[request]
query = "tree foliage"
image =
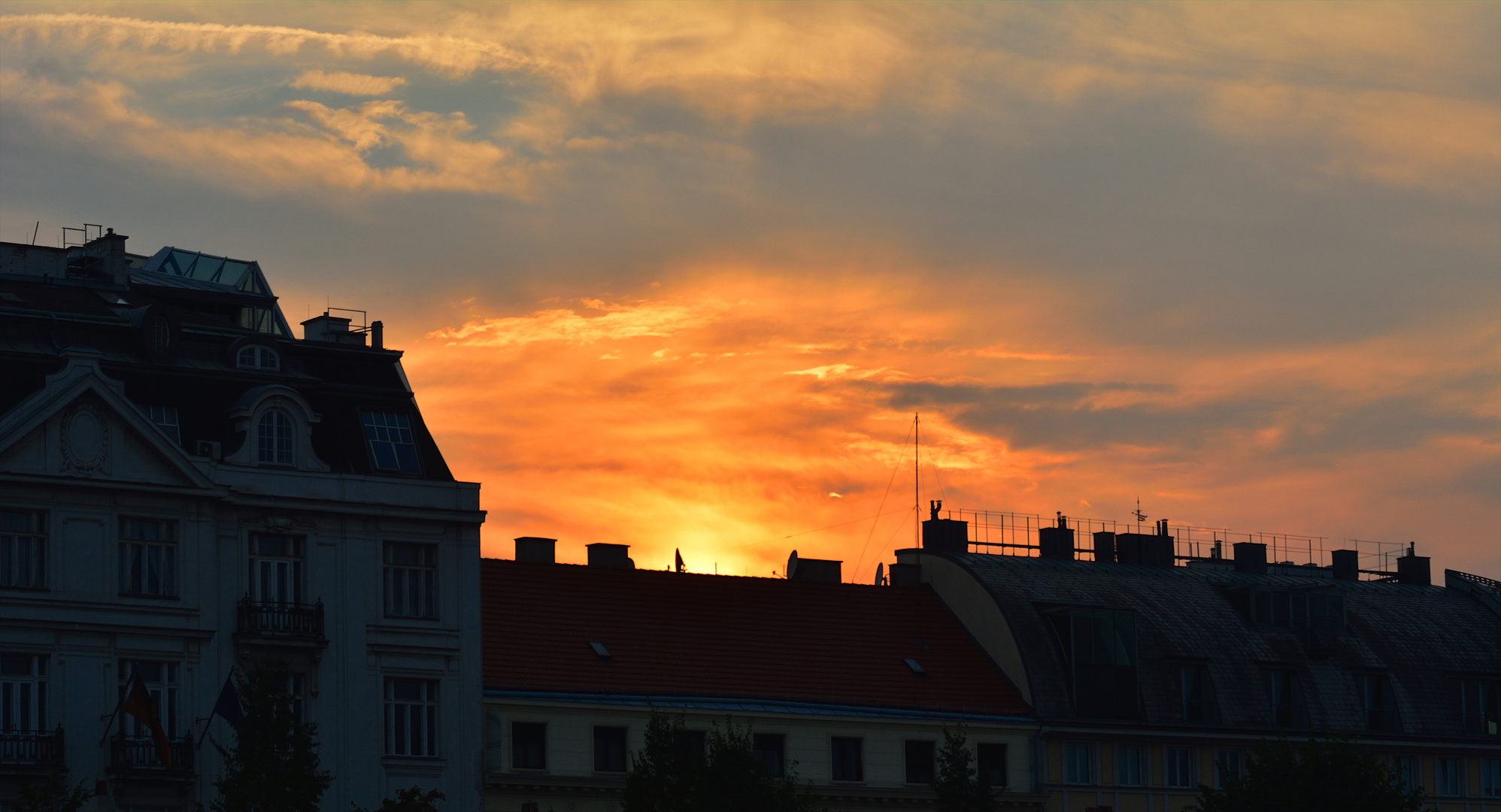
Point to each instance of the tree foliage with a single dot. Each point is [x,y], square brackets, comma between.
[53,796]
[274,762]
[1318,777]
[408,801]
[957,783]
[672,775]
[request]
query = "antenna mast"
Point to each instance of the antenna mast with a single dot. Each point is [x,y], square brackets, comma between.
[917,500]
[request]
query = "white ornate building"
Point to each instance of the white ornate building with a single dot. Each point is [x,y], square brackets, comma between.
[185,486]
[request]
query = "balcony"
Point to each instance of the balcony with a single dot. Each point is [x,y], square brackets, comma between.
[289,622]
[36,751]
[138,759]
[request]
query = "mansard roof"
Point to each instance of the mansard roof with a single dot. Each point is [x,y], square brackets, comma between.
[209,307]
[1424,638]
[732,638]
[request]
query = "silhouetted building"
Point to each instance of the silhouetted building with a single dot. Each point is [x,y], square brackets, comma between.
[185,486]
[1150,677]
[853,683]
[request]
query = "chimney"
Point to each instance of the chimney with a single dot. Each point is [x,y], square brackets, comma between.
[945,535]
[1415,569]
[821,571]
[610,556]
[532,548]
[1056,542]
[1105,547]
[331,329]
[1347,565]
[1251,557]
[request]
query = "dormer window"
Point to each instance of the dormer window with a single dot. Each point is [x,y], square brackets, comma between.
[274,437]
[389,435]
[259,358]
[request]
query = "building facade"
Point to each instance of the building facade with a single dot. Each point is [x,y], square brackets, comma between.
[186,488]
[847,686]
[1157,674]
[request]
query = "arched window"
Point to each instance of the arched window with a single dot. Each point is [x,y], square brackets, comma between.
[259,358]
[274,435]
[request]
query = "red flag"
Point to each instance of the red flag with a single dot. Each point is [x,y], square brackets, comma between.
[138,704]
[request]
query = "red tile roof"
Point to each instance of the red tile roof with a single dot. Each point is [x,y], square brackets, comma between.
[726,637]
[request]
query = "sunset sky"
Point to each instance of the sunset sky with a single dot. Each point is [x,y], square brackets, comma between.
[681,275]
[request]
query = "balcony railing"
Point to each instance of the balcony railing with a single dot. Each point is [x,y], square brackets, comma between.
[140,756]
[33,750]
[283,620]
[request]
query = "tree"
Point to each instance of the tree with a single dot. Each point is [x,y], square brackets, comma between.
[408,801]
[1318,777]
[274,762]
[53,796]
[672,775]
[957,783]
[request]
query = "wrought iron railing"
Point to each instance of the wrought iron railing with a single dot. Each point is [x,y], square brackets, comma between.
[36,748]
[141,754]
[292,620]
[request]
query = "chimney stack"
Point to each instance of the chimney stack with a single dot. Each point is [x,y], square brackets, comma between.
[610,556]
[1345,565]
[532,548]
[1415,569]
[1251,557]
[1056,542]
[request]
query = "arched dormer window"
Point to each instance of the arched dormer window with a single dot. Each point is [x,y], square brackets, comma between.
[274,437]
[256,356]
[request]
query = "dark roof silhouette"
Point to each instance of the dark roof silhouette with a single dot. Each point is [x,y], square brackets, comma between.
[726,637]
[1422,637]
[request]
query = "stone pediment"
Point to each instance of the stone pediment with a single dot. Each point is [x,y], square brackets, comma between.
[80,425]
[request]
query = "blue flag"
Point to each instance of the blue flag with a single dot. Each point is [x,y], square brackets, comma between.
[229,704]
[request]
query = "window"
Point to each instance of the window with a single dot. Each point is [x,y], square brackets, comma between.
[1101,650]
[161,686]
[274,437]
[277,569]
[1230,766]
[848,765]
[390,441]
[1129,766]
[1479,706]
[1448,777]
[991,765]
[770,754]
[920,762]
[23,548]
[165,419]
[1193,694]
[23,692]
[1491,780]
[149,557]
[1409,771]
[1380,703]
[610,750]
[257,358]
[410,580]
[1078,765]
[411,718]
[1177,768]
[529,747]
[1285,698]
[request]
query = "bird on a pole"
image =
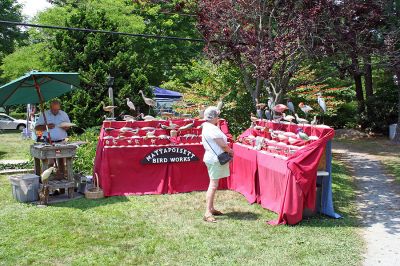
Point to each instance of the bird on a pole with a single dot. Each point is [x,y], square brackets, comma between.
[130,104]
[321,101]
[305,108]
[108,108]
[280,108]
[288,118]
[301,120]
[290,105]
[268,114]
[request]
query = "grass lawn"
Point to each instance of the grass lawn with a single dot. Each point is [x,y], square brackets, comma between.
[12,146]
[382,148]
[168,230]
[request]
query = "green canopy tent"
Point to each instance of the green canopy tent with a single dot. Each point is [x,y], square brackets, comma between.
[38,87]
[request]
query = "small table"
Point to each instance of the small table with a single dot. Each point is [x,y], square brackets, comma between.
[63,154]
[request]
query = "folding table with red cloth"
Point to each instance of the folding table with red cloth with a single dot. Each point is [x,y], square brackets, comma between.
[120,154]
[284,184]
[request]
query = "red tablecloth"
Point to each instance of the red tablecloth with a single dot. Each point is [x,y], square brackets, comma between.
[121,172]
[284,185]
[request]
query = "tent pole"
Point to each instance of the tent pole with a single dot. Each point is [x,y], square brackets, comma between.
[42,107]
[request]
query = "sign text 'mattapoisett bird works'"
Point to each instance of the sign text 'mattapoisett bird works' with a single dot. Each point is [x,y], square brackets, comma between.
[170,155]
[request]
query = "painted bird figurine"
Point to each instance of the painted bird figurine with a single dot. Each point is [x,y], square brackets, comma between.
[301,120]
[108,108]
[305,108]
[290,105]
[253,118]
[268,114]
[130,104]
[280,108]
[321,102]
[288,118]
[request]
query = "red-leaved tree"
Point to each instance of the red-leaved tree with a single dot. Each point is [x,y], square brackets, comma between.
[267,40]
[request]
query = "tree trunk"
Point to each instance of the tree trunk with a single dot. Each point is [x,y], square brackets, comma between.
[358,84]
[359,93]
[369,91]
[397,134]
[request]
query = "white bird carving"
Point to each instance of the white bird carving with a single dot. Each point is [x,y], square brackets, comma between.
[46,173]
[220,105]
[130,104]
[108,108]
[290,105]
[148,101]
[288,118]
[305,108]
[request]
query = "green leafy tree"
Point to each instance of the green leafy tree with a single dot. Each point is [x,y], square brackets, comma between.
[96,56]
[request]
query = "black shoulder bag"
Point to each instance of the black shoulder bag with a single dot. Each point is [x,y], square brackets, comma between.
[223,158]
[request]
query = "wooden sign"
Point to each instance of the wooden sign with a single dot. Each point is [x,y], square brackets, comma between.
[169,155]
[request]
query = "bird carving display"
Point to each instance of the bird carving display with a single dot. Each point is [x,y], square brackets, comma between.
[305,108]
[108,108]
[290,105]
[130,104]
[288,118]
[280,108]
[321,102]
[301,120]
[268,114]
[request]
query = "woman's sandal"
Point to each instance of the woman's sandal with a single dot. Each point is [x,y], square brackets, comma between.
[209,219]
[216,213]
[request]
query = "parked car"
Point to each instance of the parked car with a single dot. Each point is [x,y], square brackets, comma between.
[8,122]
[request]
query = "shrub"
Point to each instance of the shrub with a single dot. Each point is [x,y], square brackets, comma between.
[86,153]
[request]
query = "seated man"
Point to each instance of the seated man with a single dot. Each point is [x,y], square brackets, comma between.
[55,116]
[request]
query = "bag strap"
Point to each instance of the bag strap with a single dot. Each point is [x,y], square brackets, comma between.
[210,146]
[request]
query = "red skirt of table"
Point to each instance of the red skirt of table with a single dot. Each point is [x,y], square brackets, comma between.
[121,172]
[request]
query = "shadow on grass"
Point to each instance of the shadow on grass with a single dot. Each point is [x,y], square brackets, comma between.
[242,215]
[85,204]
[343,201]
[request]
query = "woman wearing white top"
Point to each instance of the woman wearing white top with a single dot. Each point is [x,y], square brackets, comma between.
[214,142]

▬▬▬▬▬▬▬▬▬▬

• [WHAT YOU NEED TO DO]
Output all the records, word for word, with no pictures in the copy.

• [THE ANSWER]
[request]
query = "tree foliage"
image =
Point to each instance of the tree foliage with a single dot. Each point is [x,y], square brackets, comma between.
[53,796]
[274,762]
[1318,777]
[408,801]
[957,783]
[672,775]
[request]
query = "antenna mast"
Point to each instance of the antenna mast with a single dot. Each point is [x,y], square brackets, comma between.
[917,500]
[request]
query = "white ornate building"
Point to each instance of the white ornate building with a single dot. Each point is [x,y], square brackets, comma between.
[185,486]
[request]
query = "balcony"
Point to each instance of the balcony with a single dot. Each point is [x,y], square brackets, comma between.
[289,622]
[36,751]
[138,759]
[request]
query = "mansard roof"
Point to each instance of the mansard roof with a single dot. Each point is [x,y], square brackets, comma between.
[209,307]
[1424,638]
[732,638]
[request]
query = "silhouetted building"
Point to each instance of the silhouetted building with a single dot. Each point is [x,y], square brackets, comma between.
[185,486]
[1150,677]
[853,683]
[request]
query = "chimney"
Point to each instance of the chimney with a single dot. Each point is [x,y], square brackets, comma between.
[945,535]
[1415,569]
[821,571]
[610,556]
[532,548]
[1056,542]
[1105,547]
[331,329]
[1347,565]
[1251,557]
[request]
query = "dormer window"
Point to each instance of the dormer window with a single dot. Each point is [x,y], square brackets, comma between.
[274,437]
[389,435]
[259,358]
[request]
query = "building facade"
Point to each instance of the building facade with a single dot. Each point is [x,y], square brackets, comma between.
[186,488]
[847,686]
[1157,674]
[request]
query = "arched window"
Point to each instance of the arched window with a single dot. Each point is [x,y], square brackets, comma between.
[259,358]
[274,435]
[request]
query = "red flag"
Point to each instance of the red flag with a single dot. Each point is [x,y], square brackets, comma between.
[138,704]
[request]
query = "red tile roof"
Point to each instance of the red tile roof with a single dot. Each point is [x,y], square brackets, comma between.
[726,637]
[request]
query = "sunset sky"
Point to each instance of the sunset sky with a single dot. Each point is [x,y], square brackets, comma between.
[681,275]
[request]
query = "balcony railing"
Point to each instance of the balcony railing with a single dot. Each point is [x,y], square brackets, comma between.
[140,756]
[33,750]
[283,620]
[request]
query = "tree"
Point to each instance of the tree with a single dot. Each point is [x,y], square brackets, comma between.
[408,801]
[1318,777]
[274,762]
[53,796]
[672,775]
[957,783]
[request]
query = "wrought iron railing"
Point to each instance of the wrought iron railing with a single dot. Each point is [x,y], square brackets, comma between.
[36,748]
[141,754]
[292,620]
[request]
query = "chimney stack"
Point to each instance of the chimney stack with a single dot. Each point is [x,y], square brackets, comma between.
[610,556]
[1345,565]
[532,548]
[1415,569]
[1251,557]
[1056,542]
[request]
query = "arched dormer window"
Point to each instance of the arched dormer window with a single dot. Each point is [x,y], square brackets, comma between.
[274,437]
[256,356]
[request]
query = "dark roof silhouette"
Point to each instance of the dark roof silhouette with a single dot. Each point is [x,y], square brackets, comma between.
[726,637]
[1422,637]
[request]
query = "stone pediment"
Point to each instance of the stone pediment with a single dot. Each point is [x,y], square brackets, comma between.
[80,425]
[request]
query = "blue flag"
Point to each instance of the blue flag with a single dot. Each point is [x,y], square brackets, comma between.
[229,704]
[request]
query = "window"
Point to each instance of the window with a single dot. Each point is [x,y], square brackets, comma between.
[1101,650]
[161,686]
[274,437]
[277,569]
[1230,766]
[848,765]
[390,441]
[1129,766]
[1479,706]
[1448,777]
[991,765]
[770,754]
[920,762]
[23,548]
[165,419]
[1193,694]
[23,692]
[1491,780]
[149,557]
[1409,771]
[1380,703]
[610,750]
[257,358]
[410,580]
[1078,765]
[411,718]
[1177,768]
[529,747]
[1285,698]
[request]
query = "bird on a pole"
image =
Point to each instance of the bird on a pole with a single dot. Each point is [x,y], square brackets, comma between.
[130,104]
[321,101]
[305,108]
[108,108]
[280,108]
[288,118]
[301,120]
[290,105]
[268,114]
[request]
query = "grass lawn"
Point to each instance of the grass lawn with a single dot. Each point is [x,y], square brackets, comma between.
[12,146]
[382,148]
[168,230]
[request]
query = "green canopy tent"
Point to each instance of the green canopy tent with a single dot. Each point is [x,y], square brackets, comma between.
[38,87]
[request]
query = "small table"
Point to each instance of the small table with a single dot. Each point is [x,y], square brackets, comma between.
[63,154]
[request]
query = "folding table with red cloth"
Point to each instance of the folding table with red cloth with a single dot. Each point is [x,y], square brackets, comma between.
[120,154]
[284,184]
[request]
query = "red tablecloth"
Point to each instance of the red tablecloth with a single dot. Each point is [x,y], square brackets, comma between.
[121,172]
[284,185]
[request]
query = "tent pole"
Point to each instance of the tent pole with a single dot. Each point is [x,y], square brackets, comma between.
[42,107]
[request]
query = "sign text 'mattapoisett bird works'"
Point to each instance of the sign text 'mattapoisett bird works' with a single dot. Each point is [x,y], square brackets, comma between.
[170,155]
[request]
query = "painted bird figurine"
Point to each instance of the painted bird figurine with a single dot. Each point is [x,y], square brackets, comma between.
[301,120]
[108,108]
[305,108]
[290,105]
[253,118]
[268,114]
[130,104]
[280,108]
[321,102]
[288,118]
[request]
query = "red-leaved tree"
Point to each instance of the red-leaved tree with a single dot. Each point is [x,y], square brackets, comma between.
[267,40]
[request]
query = "tree trunk"
Point to each instance of the tree trunk with a single dot. Each point is [x,y], square brackets, comma between.
[358,84]
[359,93]
[369,91]
[397,134]
[request]
query = "white bird carving"
Point to each instance of the white bird carving with a single dot. Each point is [x,y], square brackets, comma between.
[46,173]
[220,105]
[130,104]
[108,108]
[290,105]
[148,101]
[288,118]
[305,108]
[request]
query = "green leafy tree"
Point to each instance of the green leafy tree with a single dot. Each point is [x,y], square brackets, comma between.
[96,56]
[request]
query = "black shoulder bag"
Point to each instance of the black shoulder bag with a single dot. Each point is [x,y], square brackets, comma between.
[223,158]
[request]
query = "wooden sign"
Point to each instance of the wooden sign with a single dot. Each point is [x,y], square brackets, comma between.
[169,155]
[request]
query = "bird carving display"
Point to each instance of the bird carving display with a single dot. Each point is [x,y], square brackets, comma between.
[305,108]
[108,108]
[290,105]
[130,104]
[288,118]
[280,108]
[321,102]
[301,120]
[268,114]
[request]
query = "woman's sandal"
Point to each instance of the woman's sandal with a single dot. Each point is [x,y], square brackets, comma between.
[209,219]
[216,213]
[request]
query = "parked car"
Point to each instance of the parked car with a single dot. Each point is [x,y], square brackets, comma between.
[8,122]
[request]
query = "shrub"
Point to each instance of the shrub with a single dot. Each point is [x,y], square brackets, comma between.
[86,153]
[request]
query = "seated man"
Point to each instance of the seated man with a single dot. Each point is [x,y], square brackets, comma between.
[55,116]
[request]
query = "bag strap"
Point to each instance of the bag strap with a single dot. Each point is [x,y], square brackets, comma between.
[210,146]
[request]
query = "red skirt of table"
Point to each instance of the red skirt of table with a single dot. Each point is [x,y], square brackets, comma between.
[121,172]
[request]
query = "shadow on grass"
Point to each instance of the shadow on grass with a single dot. Each point is [x,y], square brackets, comma between.
[242,215]
[85,204]
[343,201]
[request]
query = "woman wearing white top"
Point to each instance of the woman wearing white top with a single dot. Each point is [x,y], square brackets, comma between.
[214,142]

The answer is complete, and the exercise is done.